- PROBLEM -
Whatever the records say, set them down exactly.

- RECORDS PROVIDED -

---

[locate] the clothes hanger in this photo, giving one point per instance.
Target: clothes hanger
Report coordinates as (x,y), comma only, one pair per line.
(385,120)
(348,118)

---

- RESULT -
[locate] the clothes hanger in this photo, giving one point per instance.
Target: clothes hanger
Report coordinates as (x,y), comma only, one pair per line.
(385,120)
(348,118)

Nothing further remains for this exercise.